Please reproduce the passage below on translucency and refraction with Lumen, word for word, between "After three months" and "in the refraction.", inclusive.

Reading passage:
━━━━━━━━━━━━━━━━━━━━━━━━━━━━━━
After three months of research, The only thing I want to ask is…
And how to fix it? Because I know it’s possible, we’ve seen it in many games with full RT and also with PT
Translucency shouldn’t be set to raytraced when using Lumen as it doesn’t support any of Lumens features, so you won’t get GI or indirect shadows in reflections. Also pretty sure it is deprecated and Epic is not fixing any of the problems with it so…
When using rasterized translucency you can’t use realistic IOR values for materials, it behaves as though the “ray” never exits the medium and so it it will be bent way more than it should. Rasterized refraction is a screenspace effect so if the rays go off screen you’ll just get a hard edge and then the refraction effect just vanishes, if they hit a foreground object then the foreground object will show up in the refraction.
━━━━━━━━━━━━━━━━━━━━━━━━━━━━━━
Rows:
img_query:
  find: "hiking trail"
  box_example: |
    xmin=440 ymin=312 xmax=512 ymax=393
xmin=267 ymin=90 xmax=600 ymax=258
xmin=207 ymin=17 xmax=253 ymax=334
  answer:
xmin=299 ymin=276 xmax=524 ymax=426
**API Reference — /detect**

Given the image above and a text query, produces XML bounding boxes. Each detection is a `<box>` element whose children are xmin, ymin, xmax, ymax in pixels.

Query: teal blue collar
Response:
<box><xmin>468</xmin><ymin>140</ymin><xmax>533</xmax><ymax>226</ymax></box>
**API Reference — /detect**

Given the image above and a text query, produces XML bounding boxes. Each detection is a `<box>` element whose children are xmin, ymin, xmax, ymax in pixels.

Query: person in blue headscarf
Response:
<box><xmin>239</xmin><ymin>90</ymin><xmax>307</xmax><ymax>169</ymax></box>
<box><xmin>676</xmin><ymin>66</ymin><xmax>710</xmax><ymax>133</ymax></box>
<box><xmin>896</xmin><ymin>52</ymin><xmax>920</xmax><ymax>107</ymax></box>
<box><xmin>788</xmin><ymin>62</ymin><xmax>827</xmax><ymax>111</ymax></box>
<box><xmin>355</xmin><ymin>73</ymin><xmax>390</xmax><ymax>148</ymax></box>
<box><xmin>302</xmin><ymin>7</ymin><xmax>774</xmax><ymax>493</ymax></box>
━━━━━━━━━━━━━━━━━━━━━━━━━━━━━━
Output for this exercise:
After three months of research, The only thing I want to ask is…
And how to fix it? Because I know it’s possible, we’ve seen it in many games with full RT and also with PT
Translucency shouldn’t be set to raytraced when using Lumen as it doesn’t support any of Lumens features, so you won’t get GI or indirect shadows in reflections. Also pretty sure it is deprecated and Epic is not fixing any of the problems with it so…
When using rasterized translucency you can’t use realistic IOR values for materials, it behaves as though the “ray” never exits the medium and so it it will be bent way more than it should. Rasterized refraction is a screenspace effect so if the rays go off screen you’ll just get a hard edge and then the refraction effect just vanishes, if they hit a foreground object then the foreground object will show up in the refraction.